*Given problem*
Rewrite every item below, changing "even-odd fill rule" to "nonzero winding rule" wherever it appears and keeping everything else the same. Leave the pictures out of your answer.

*Supplied data*
------------------------------------------------------------------------

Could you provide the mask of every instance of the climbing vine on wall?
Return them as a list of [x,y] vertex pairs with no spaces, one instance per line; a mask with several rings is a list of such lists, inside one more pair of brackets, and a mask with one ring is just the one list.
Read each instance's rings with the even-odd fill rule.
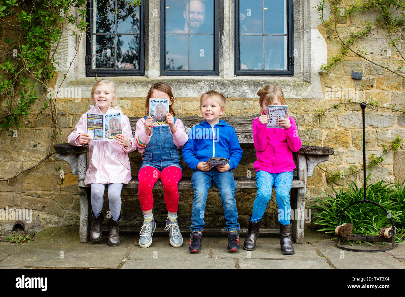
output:
[[[315,8],[320,13],[319,19],[322,21],[322,25],[326,28],[327,38],[334,39],[340,44],[339,53],[332,57],[328,63],[321,66],[321,74],[328,71],[335,63],[341,61],[345,57],[353,53],[358,57],[377,66],[405,78],[403,71],[405,66],[405,58],[399,50],[399,42],[401,40],[405,39],[405,36],[403,34],[403,26],[405,25],[405,20],[403,17],[404,12],[405,12],[405,2],[398,0],[360,0],[345,5],[343,4],[342,0],[329,1],[323,0],[317,4]],[[372,15],[372,13],[377,13],[375,19],[373,21],[369,19],[367,20],[362,24],[359,29],[348,34],[347,31],[345,31],[347,27],[344,25],[347,23],[347,17],[354,17],[360,14],[369,16]],[[329,13],[329,16],[326,17]],[[362,46],[361,48],[357,47],[357,43],[362,38],[370,37],[372,34],[377,32],[379,29],[386,33],[388,36],[387,47],[390,51],[393,51],[397,55],[391,53],[387,55],[386,59],[376,61],[370,57],[365,50],[365,47]],[[388,61],[386,61],[387,60]],[[384,63],[386,61],[387,61],[386,64]],[[368,98],[366,101],[368,105],[372,108],[386,109],[393,112],[405,113],[405,108],[400,109],[394,104],[391,104],[389,107],[382,106],[371,97]],[[307,129],[307,134],[309,135],[307,144],[309,145],[311,136],[315,126],[325,113],[330,110],[337,110],[341,105],[352,103],[352,100],[349,99],[346,102],[341,102],[337,104],[333,105],[326,110],[314,111],[316,112],[318,118],[313,126]],[[366,166],[367,168],[371,169],[383,163],[385,161],[384,156],[390,151],[399,149],[403,140],[399,135],[396,135],[395,139],[391,141],[389,147],[387,147],[384,144],[382,144],[383,147],[382,155],[379,156],[375,155],[370,156],[370,160]],[[362,167],[351,166],[348,172],[344,170],[343,172],[342,171],[329,172],[322,168],[323,166],[318,165],[318,167],[328,174],[328,180],[329,182],[341,178],[342,176],[355,174],[362,170]]]

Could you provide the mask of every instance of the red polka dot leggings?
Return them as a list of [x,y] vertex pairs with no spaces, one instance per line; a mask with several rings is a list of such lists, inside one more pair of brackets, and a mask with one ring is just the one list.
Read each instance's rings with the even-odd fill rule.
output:
[[138,174],[139,180],[139,188],[141,209],[144,211],[153,208],[152,189],[159,178],[164,189],[164,202],[168,211],[175,213],[179,207],[179,190],[177,185],[183,177],[183,172],[178,167],[169,166],[162,171],[151,166],[145,166]]

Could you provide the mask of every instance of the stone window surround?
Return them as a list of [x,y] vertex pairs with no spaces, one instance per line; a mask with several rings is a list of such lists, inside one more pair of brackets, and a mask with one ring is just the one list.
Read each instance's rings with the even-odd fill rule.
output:
[[[255,98],[260,88],[276,84],[287,98],[324,97],[318,72],[327,61],[327,47],[317,28],[321,23],[314,6],[318,0],[294,0],[294,76],[238,76],[234,73],[234,0],[220,2],[220,75],[218,76],[160,76],[160,0],[143,0],[145,7],[145,74],[144,76],[111,77],[119,86],[119,98],[144,97],[152,83],[165,81],[177,97],[199,97],[201,93],[215,89],[227,97]],[[68,48],[78,42],[78,34],[68,36]],[[85,76],[85,39],[83,38],[74,63],[62,87],[81,88],[82,97],[90,98],[94,77]],[[157,54],[156,53],[157,53]],[[74,57],[72,50],[64,56],[68,64]],[[59,72],[57,84],[63,79],[65,71]],[[102,78],[99,77],[98,79]]]

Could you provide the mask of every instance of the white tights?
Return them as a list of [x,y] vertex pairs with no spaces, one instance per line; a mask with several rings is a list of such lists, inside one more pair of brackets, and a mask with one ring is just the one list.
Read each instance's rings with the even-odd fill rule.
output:
[[[120,183],[107,184],[108,185],[108,206],[113,218],[115,221],[118,221],[121,212],[121,189],[124,184]],[[92,202],[93,215],[95,217],[98,217],[102,210],[105,185],[105,183],[90,184],[92,194],[90,200]]]

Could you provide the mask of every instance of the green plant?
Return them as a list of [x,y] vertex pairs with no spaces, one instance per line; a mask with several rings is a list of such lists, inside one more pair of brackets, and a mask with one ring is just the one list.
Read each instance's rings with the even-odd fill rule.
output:
[[[367,181],[369,178],[369,173]],[[331,187],[335,196],[324,192],[326,198],[315,199],[316,205],[321,210],[320,213],[313,213],[316,215],[314,223],[320,227],[318,231],[334,234],[339,216],[345,208],[363,200],[364,187],[359,188],[352,182],[345,191],[339,187],[337,191]],[[402,184],[399,181],[388,184],[384,182],[382,180],[367,185],[367,200],[379,204],[389,212],[397,229],[396,241],[401,242],[405,235],[405,181]],[[369,203],[358,203],[349,208],[342,216],[340,223],[343,223],[353,224],[352,234],[368,235],[378,235],[380,229],[390,225],[388,215],[378,206]]]
[[36,234],[37,233],[35,233],[28,235],[19,235],[18,233],[14,233],[12,235],[9,235],[6,237],[6,242],[28,243],[34,240],[34,238]]

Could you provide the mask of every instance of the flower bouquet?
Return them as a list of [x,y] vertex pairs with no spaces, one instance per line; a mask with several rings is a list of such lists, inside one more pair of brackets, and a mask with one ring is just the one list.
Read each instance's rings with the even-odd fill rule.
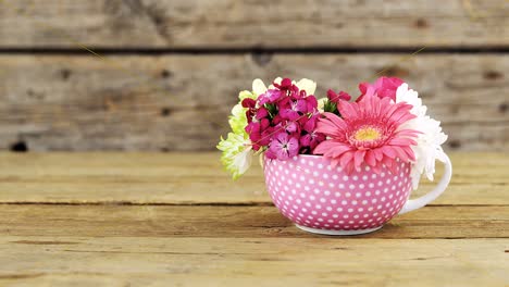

------------------------------------------------------------------------

*Reply to the task*
Could you provide the mask of every instance of the climbing vine on wall?
Return them as a list of [x,y] vertex pairs with no spaces, one instance per line; a mask with several rings is a list of such lists, inside one more pair of brackets, and a mask with one ring is just the one list.
Read each instance's rings with the nonzero winding rule.
output:
[[[315,8],[320,13],[319,19],[322,21],[322,25],[326,28],[327,38],[334,39],[340,44],[339,53],[332,57],[328,63],[321,66],[321,74],[328,71],[335,63],[341,61],[345,57],[353,53],[358,57],[377,66],[405,78],[403,71],[405,66],[405,58],[399,50],[399,42],[401,40],[405,39],[405,36],[403,34],[403,26],[405,25],[405,20],[403,17],[404,12],[405,12],[405,2],[398,0],[360,0],[345,5],[343,4],[342,0],[329,1],[323,0],[317,4]],[[372,15],[372,13],[377,13],[375,19],[373,21],[369,19],[367,20],[362,24],[359,29],[348,34],[347,31],[345,31],[347,27],[344,25],[347,23],[347,17],[354,17],[360,14],[369,16]],[[329,13],[329,16],[326,17]],[[362,46],[361,48],[357,47],[357,43],[362,38],[370,37],[372,34],[377,32],[379,29],[386,33],[388,36],[387,47],[390,51],[393,51],[397,55],[391,53],[387,55],[386,59],[376,61],[370,57],[365,50],[365,47]],[[388,61],[386,61],[387,60]],[[384,63],[386,61],[387,61],[386,64]],[[368,98],[366,101],[368,105],[372,108],[386,109],[393,112],[405,113],[405,108],[400,109],[394,104],[391,104],[389,107],[382,106],[371,97]],[[307,129],[307,134],[309,135],[307,144],[309,145],[311,136],[315,126],[325,113],[330,110],[337,110],[341,105],[352,103],[352,100],[349,99],[346,102],[341,102],[337,104],[333,105],[326,110],[314,111],[316,112],[318,118],[313,126]],[[366,166],[367,168],[371,169],[383,163],[385,161],[384,156],[390,151],[399,149],[403,140],[399,135],[396,135],[395,139],[391,141],[389,147],[387,147],[384,144],[382,144],[383,147],[382,155],[379,156],[375,155],[370,156],[370,160]],[[362,167],[351,166],[348,172],[344,170],[343,172],[342,171],[329,172],[322,168],[323,166],[318,165],[318,167],[328,174],[328,180],[329,182],[341,178],[342,176],[355,174],[362,170]]]

Could you provide the mask of every instance of the red polka dot leggings?
Return them as a list of [x,y] vertex pairs with no spaces, one instance per line; a mask with several rings is a list of such lists, inside one more pair of brackets, and a mask with one ring is just the one list.
Read each instance's rings with the nonzero winding rule.
output:
[[138,174],[139,180],[139,188],[141,209],[144,211],[153,208],[152,189],[159,178],[164,189],[164,202],[168,211],[175,213],[179,207],[179,190],[177,185],[183,177],[183,172],[178,167],[169,166],[162,171],[151,166],[145,166]]

Could you provide the mask of every instance of the stone window surround?
Return them as a list of [x,y] vertex pairs with no spaces, one instance per line; a mask with several rings is a list of such lists, inside one more pair of brackets, and a mask with one ring is just the one list.
Read each instance's rings with the nonzero winding rule.
output:
[[[255,98],[260,88],[276,84],[287,98],[324,97],[318,72],[327,61],[327,47],[317,28],[321,23],[314,6],[318,0],[294,0],[294,76],[238,76],[234,73],[234,0],[220,2],[220,75],[218,76],[160,76],[160,0],[143,0],[145,7],[145,74],[144,76],[111,77],[119,86],[119,98],[144,97],[152,83],[165,81],[177,97],[199,97],[201,93],[215,89],[227,97]],[[68,48],[78,42],[78,34],[68,36]],[[85,76],[85,39],[83,38],[74,63],[62,87],[81,88],[82,97],[90,98],[94,77]],[[157,54],[156,53],[157,53]],[[74,57],[72,50],[64,56],[68,64]],[[59,72],[57,84],[63,79],[65,71]],[[102,78],[99,77],[98,79]]]

Could you provide the mask of every instance of the white tights?
Return them as a list of [x,y] vertex pairs with no spaces, one instance per line; a mask with several rings is a list of such lists, inside one more pair of brackets, and a mask with one ring is just the one list.
Read each instance's rings with the nonzero winding rule.
output:
[[[120,183],[107,184],[108,185],[108,206],[113,218],[115,221],[118,221],[121,212],[121,189],[124,184]],[[92,202],[93,215],[95,217],[98,217],[102,210],[105,185],[105,183],[90,184],[92,194],[90,200]]]

Could you provide the mask of every instance of the green plant?
Return them as a list of [x,y] vertex pairs with no spaces, one instance per line; a mask with several rings is a list of such lists, inside one more pair of brackets, and a mask with one ring is just the one list.
Read each instance's rings with the nonzero winding rule.
output:
[[[367,181],[369,178],[369,173]],[[331,187],[335,196],[324,192],[326,198],[315,199],[316,205],[321,210],[320,213],[313,213],[316,215],[314,223],[320,227],[318,231],[334,234],[339,216],[345,208],[363,200],[364,187],[359,188],[352,182],[345,191],[339,187],[337,191]],[[402,184],[399,181],[388,184],[384,182],[382,180],[367,185],[367,200],[379,204],[389,212],[397,229],[396,241],[401,242],[405,235],[405,181]],[[369,203],[358,203],[349,208],[342,216],[340,223],[343,223],[353,224],[352,234],[368,235],[378,235],[380,229],[390,225],[388,215],[378,206]]]
[[36,234],[37,233],[35,233],[28,235],[19,235],[18,233],[14,233],[12,235],[9,235],[6,237],[6,242],[28,243],[34,240],[34,238]]

Could you provide the mask of every instance of the flower bouquet?
Return them as a list of [x,y] vertex pairs with no spaces, one instance per line; a mask with several rings is a list of such lists, inside one more pair of brackets, and a mask with one ring is just the one list.
Read each instance's rings with the nonzero winding rule.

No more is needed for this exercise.